Work instructions => Convert the entries below into a two-column CSV with the headers "request" and "answer" and one row per entry. Put each field in double quotes, and replace every line break inside a field with a space.

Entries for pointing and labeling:
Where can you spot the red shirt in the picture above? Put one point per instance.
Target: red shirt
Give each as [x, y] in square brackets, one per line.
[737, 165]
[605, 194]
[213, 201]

Exercise answer =>
request,answer
"Where can you spot the red shirt in the picture above? Put one point per instance. Target: red shirt Give each as [x, y] in square brackets, one per line.","[737, 165] [605, 194] [213, 201]"